Aim — Send back the records in full, character for character.

Exercise input —
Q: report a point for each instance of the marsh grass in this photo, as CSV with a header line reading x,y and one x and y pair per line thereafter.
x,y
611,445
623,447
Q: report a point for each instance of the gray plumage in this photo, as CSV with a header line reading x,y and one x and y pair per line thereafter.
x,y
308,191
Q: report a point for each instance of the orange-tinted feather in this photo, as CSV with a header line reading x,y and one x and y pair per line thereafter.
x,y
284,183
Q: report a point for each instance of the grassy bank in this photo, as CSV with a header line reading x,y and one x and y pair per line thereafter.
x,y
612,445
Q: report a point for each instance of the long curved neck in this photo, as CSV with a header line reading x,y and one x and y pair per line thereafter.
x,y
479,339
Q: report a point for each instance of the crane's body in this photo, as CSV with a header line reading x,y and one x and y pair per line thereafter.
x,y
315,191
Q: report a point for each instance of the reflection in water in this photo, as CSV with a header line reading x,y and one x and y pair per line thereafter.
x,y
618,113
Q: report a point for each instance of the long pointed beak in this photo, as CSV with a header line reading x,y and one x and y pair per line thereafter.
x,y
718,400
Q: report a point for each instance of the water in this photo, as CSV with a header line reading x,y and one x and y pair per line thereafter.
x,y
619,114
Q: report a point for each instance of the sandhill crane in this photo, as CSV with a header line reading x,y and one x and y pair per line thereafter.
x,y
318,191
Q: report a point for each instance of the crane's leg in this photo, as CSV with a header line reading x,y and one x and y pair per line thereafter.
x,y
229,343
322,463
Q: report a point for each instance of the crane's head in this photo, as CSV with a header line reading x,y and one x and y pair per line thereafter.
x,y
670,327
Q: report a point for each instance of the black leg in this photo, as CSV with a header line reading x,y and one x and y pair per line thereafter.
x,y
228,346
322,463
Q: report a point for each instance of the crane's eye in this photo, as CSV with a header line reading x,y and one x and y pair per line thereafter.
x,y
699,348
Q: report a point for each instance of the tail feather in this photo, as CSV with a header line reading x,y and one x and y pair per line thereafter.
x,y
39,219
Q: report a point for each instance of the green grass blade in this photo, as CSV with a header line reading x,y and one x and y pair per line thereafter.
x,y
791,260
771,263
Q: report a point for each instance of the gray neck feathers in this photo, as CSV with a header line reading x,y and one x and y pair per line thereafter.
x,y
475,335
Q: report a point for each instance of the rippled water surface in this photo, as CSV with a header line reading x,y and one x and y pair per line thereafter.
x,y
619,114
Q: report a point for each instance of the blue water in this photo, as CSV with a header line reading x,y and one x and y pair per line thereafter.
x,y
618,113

Full solution —
Q: report a point for each instance of the marsh grass in this photo, as CSV with a header line reading x,y and one x and y pair per line thereafter.
x,y
611,445
623,447
Q: report a point for each instance of the gray plumage in this photo, as CSV with a header line reading x,y and one x and y pair per line thereafter.
x,y
308,191
Q: report a point for each instance of the orange-tinted feather in this photo, as CSV with a header line reading x,y and one x and y pair per line thereafter.
x,y
284,183
Q: report a point for each instance of the grassy bank in this photo, as CSV with a header line reading x,y and one x and y pair per line thereafter.
x,y
612,445
Q: report a point for each instance of the long curved neck in this photo, as CSV with a header line reading x,y and one x and y pair per line thereafter.
x,y
479,339
Q: report a point for each instance of the crane's body in this photo, as CSV with a header line reading x,y and one x and y pair per line thereafter.
x,y
315,191
Q: report a point for each instance of the reflection in water in this photo, as CSV with a header line reading x,y and one x and y pair per line thereafter.
x,y
618,113
Q: report a point for each instance of the long pointed beak in this photo, as CSV with a header line reading x,y and one x and y pair per line thereafter.
x,y
718,400
Q: report a point for each instance of the water in this photo, as CSV with a header line reading x,y and one x and y pair per line thereafter.
x,y
619,114
Q: report a point for each instance of the sandhill crane in this photo, as CSV with a header line reading x,y and one x and y pair per line thereafter.
x,y
318,191
Q: report a point for each instance of the crane's leg in this photo, as CSV with a header line reading x,y and one x and y pair per line thereafter.
x,y
229,343
322,463
Q: report a point for each instance of the crane's head in this photo, as CSV with a header line reading x,y and one x and y pair per line thereafter.
x,y
670,327
Q: report a point for each instance of the black leg in this photo, as CSV with a header line reading x,y and one x and y pair per line thereafter.
x,y
228,346
322,463
Q: report a point for each instance of the crane's eye in this photo, as CSV with a header line reading x,y and one x and y pair per line thereafter.
x,y
699,348
Q: report a point for each instance of the tail feather in this photo, as CSV with a header line reading x,y and one x and y pair per line thereafter.
x,y
39,219
Q: report a point for each instance of the green grass blade in this photo, as CSV with a header line reading x,y and one x and y pair per line thereafter.
x,y
791,260
771,263
Q: report a point for each instance of the gray neck feathers in this photo, as CSV with a header line reading x,y and one x and y pair per line thereafter.
x,y
475,335
Q: report a point for each instance of the rippled water surface in this photo, as CSV with a header line reading x,y and one x and y pair per line thereafter.
x,y
619,114
Q: report a point for each instance of the blue water in this photo, as CSV with a header line reading x,y and one x and y pair per line thereafter.
x,y
618,113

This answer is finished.